**What the task requires**
Continue the blog post about whether Nabokov's last unpublished novel should be destroyed, starting after its final sentence.

**Excerpt**
=-=-=-=-=

18 January 2008

To burn or not to burn?

According to Inside Higher Ed,
The son of Vladimir Nabokov is weighing whether to carry out the late novelist’s request that his final, unpublished work — currently in a Swiss bank — be destroyed. An article in Slate reviews the issues involved and how they relate to the question of who really owns literary work.
Ron Rosenbaum explains,
What I'd like to do is convey to Dmitri the best of your responses to this (literally) burning question, since he deserves to know the sentiments of the intelligent reading public as well as those of the close-knit coterie of Nabokovians greedy to view the body of [The Original of] Laura's text.
Maud points to reactions by Laila Lalami and Stephany Aulenback. Bookninja has something to say (as well as many thoughtful commenters). Michael Orthofer discusses a troubling point.

I'm reminded of the controversy that swirled around Alice Quinn's publication of Elizabeth Bishop's Edgar Allan Poe & The Juke-Box: Uncollected Poems, Drafts, and Fragments. Many thought Quinn should've left well-enough alone--especially Helen Vendler:
It will be argued that Bishop could have burned all these pieces of paper if she did not wish them to see publication. (I am told that poets now, fearing an Alice Quinn in their future, are incinerating their drafts.) But burning one's writings is painful, and Bishop kept her papers, as any of us might, because the past was precious to her. Bishop did not expect to die when she did, in 1979, at the age of sixty-eight; her death was sudden and unforeseen. (Even if she had left instructions not to publish her papers, she could not rely on their being obeyed: Max Brod disobeyed Kafka's explicit command to destroy his writings. But some poets have been obeyed: Hopkins asked his sisters to burn his spiritual journals, and they did.) Had Bishop been asked whether her repudiated poems, and some drafts and fragments, should be published after her death, she would have replied, I believe, with a horrified "No."
I suppose I could resign myself to the destruction of those infamous index cards if Dmitri were to answer Rosenbaum's plea and tell us a little bit more about it:
Tell us what you want to tell us about Laura (including the "real" name of the original). Tell us why you think it's the "distillation of [your] father's art." Tell us, please, what that can mean. Or explain why Laura is such a "radical" departure from his previous work.
I guess we won't have too long to wait.

=-=-=-=-=

**Material provided**
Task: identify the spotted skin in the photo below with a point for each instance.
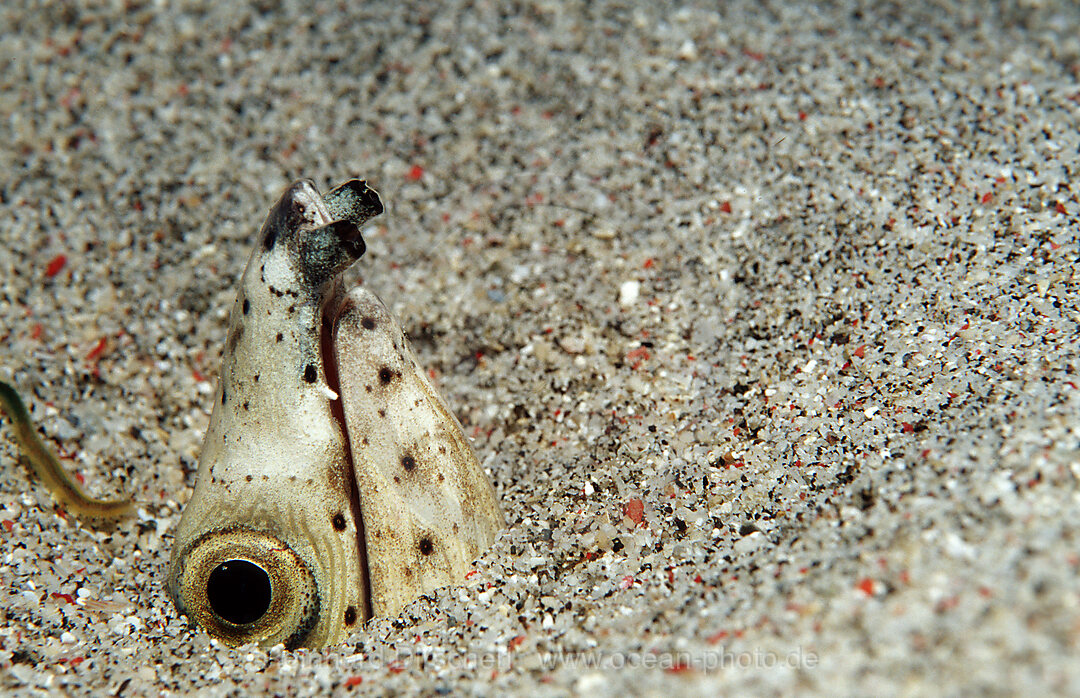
(284, 484)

=-=-=-=-=

**Final result**
UPDATE: Scott at Conversational Reading and Dan of The Reading Experience also discuss the issue.

4 comments:

Anonymous said...

Never fear. Modern storytellers are putting their stuff on the web almost immediately, polished or not. I'm guessing that once archive.org/alexa gets it, you're out of luck.

amcorrea said...

Good point. It'll be interesting to see how this changes things in the future.

Anonymous said...

I just read this post for the first time, since you linked it recently. This scenario reminds me of the part of Kundera's Testaments Betrayed, which delves into the problem of Max Brod's broken promise to Kafka - since Kafaka directed Brod to destroy all his unfinished manuscripts, discarded novels, diaries, notes, etc after his death, but Brod turned around and published every last scrap of it, not to mention cashing in on the cult of Kafka to which he largely contributed (and from which he profited). Kundera is one of those writers who is terrified of posthumous betrayals, hence his refusal to give interviews or otherwise provide content for fodder that might be misconstrued or analyzed to death after he's gone. It's a fairly disturbing problem, in my opinion. I think it's a shame they even consider publishing things the author felt sub-par.

amcorrea said...

I agree with you, for the most part. Yet there is that part of me that doesn't want to think of the nonexistence of the Aeneid or The Trial. But some sort of balance must be struck. In the case of Nabokov, more and more I agree that it should be burned--especially since it's the skeleton of a novel that was never written.

There's another article I'm reading right now that examines the issue and includes the responses of John Banville and Tom Stoppard. Maybe I'll have more to add when I reach the end of it...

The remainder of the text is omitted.